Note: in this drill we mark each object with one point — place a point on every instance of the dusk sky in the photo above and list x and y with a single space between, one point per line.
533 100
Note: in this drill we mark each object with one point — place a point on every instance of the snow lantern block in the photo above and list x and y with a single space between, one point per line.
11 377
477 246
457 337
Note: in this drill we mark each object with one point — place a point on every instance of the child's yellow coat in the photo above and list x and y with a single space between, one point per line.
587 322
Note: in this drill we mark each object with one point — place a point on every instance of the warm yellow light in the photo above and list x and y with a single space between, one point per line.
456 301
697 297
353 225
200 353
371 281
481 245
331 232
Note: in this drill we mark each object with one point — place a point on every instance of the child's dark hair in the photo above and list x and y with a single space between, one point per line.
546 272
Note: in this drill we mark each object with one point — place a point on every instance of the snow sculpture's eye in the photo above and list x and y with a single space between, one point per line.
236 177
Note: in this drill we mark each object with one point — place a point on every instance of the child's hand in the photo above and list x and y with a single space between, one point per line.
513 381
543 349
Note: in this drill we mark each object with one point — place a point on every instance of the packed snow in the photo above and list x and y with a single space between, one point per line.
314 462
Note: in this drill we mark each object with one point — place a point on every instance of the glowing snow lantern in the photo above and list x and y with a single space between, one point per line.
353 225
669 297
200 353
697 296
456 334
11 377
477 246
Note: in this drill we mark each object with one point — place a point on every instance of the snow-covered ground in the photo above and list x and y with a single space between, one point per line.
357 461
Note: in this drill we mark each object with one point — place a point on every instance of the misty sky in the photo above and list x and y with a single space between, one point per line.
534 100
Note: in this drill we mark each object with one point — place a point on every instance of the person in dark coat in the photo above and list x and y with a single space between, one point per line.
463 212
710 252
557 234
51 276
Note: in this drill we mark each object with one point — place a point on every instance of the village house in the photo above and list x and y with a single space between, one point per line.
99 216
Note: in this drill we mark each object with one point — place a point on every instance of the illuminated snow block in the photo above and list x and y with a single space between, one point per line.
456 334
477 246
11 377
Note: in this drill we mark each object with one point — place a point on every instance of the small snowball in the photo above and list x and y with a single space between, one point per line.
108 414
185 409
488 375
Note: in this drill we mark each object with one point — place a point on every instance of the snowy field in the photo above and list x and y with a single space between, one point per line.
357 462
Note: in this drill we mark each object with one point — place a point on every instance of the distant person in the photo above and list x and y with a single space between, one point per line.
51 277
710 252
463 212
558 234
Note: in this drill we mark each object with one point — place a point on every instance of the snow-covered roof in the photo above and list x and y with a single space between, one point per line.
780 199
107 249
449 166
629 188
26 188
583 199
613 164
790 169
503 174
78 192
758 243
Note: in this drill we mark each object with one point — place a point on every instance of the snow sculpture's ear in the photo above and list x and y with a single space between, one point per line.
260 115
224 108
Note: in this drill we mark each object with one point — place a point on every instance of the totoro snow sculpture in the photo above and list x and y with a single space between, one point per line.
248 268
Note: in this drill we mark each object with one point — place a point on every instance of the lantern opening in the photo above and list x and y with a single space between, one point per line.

--- --- ---

WORK ORDER: The required answer is the complete data, repeated exactly.

EXERCISE SOLUTION:
Note: in this drill we mark each object with one point — place a point on every instance of the dusk sky in the photo above and list x and y with a single space between, one point per line.
533 100
Note: in this drill we mark each object with one point — place a point on every instance of the snow lantern block in the photo above and list x and y with a single space between, one point per line.
11 377
477 246
457 337
Note: in this drill we mark each object with one point — place a point on every instance of the child's yellow coat in the photo above and list x and y with a single space between, one point per line.
587 322
Note: in this drill we mark each object with one point — place a point on every instance of the warm yellow light in the photo above and list x and y with a single space between, one point per line.
456 301
697 297
353 225
200 353
371 281
481 245
331 232
Note: in this drill we mark each object with one point — place a point on every instance of the child's dark hair in the photo above and list x and y with a single space between, one point per line.
546 272
Note: in this drill we mark each object with one point — place a point on every instance of the snow sculpture's eye in the photo above and list x and y with a single space between, one point per line.
236 177
Note: in this drill we mark each object with one point — place a point on every instance of the child's hand in the photo above and list x and y with a single space between, one point per line.
513 381
543 349
Note: in this drill we mark each object with one point — place a point on every instance of the packed snow in the photo above and list x and y with a single space between, one point per line.
314 462
Note: in this drill we mark each object with one point — place a point on every instance of the glowing snow lantern in the photo above and list x and y with a single space between, one point per line.
353 225
669 297
200 353
697 296
456 334
11 377
477 246
Note: in this drill we mark each object with one point — place a point on every instance of the snow-covered ground in the photo above and list x and y with a single space between, one point per line.
357 461
Note: in this drill we mark each object with one point — place a point on every instance of the misty sky in the photo above and list x and y with a single space between, one point per line.
534 100
Note: in this drill we mark each object with one point — place a point on every instance of the person in dark coat in the photo above and list x and y with a single space between, one point per line.
463 212
710 252
557 234
51 276
Note: in this drill we mark each object with one point — place a point on every instance of the village house in the photo above and list x and y with a single space between, one point per line.
99 216
Note: in this drill we mark each object with one point — place a point on every instance of the illuminated snow block in the photo above and list x and y with a single space between, one point per line.
456 334
477 246
11 377
Note: in this drill we mark each object with one point — place a point on every instance of the small snowball in the photo above and list x and y with a single space between, one point per line.
108 414
185 409
488 375
Note: in this drill we mark each object with one point — place a point on every instance of the snowy field in the photo above and list x and y with a single space between, one point per line.
357 462
Note: in this drill we mark each object with one point — place a point on every instance of the distant person in the photo above and list x and y with a single space between, one point per line.
51 277
710 252
463 212
558 234
Note: in this drill we mark each object with one point — place a point on every instance of the snow-covered roof in the photo above and list x and y with a single space between, one point per line.
780 199
107 249
449 166
629 188
26 188
583 199
613 164
790 169
503 174
78 192
758 243
Note: in this drill we mark each object with one point — place a point on every instance of the snow sculpture's ear in the photo above and list x and y with a single space between, one point per line.
260 115
224 108
Note: in this drill we mark each object with one point — place a point on every instance of the totoro snow sculpture in the photo above and list x and y with a single space between, one point per line.
248 268
Note: in this drill we mark each object with one point — place a point on every instance of the lantern opening in the photo above and list x and y with a single space between, one point per line.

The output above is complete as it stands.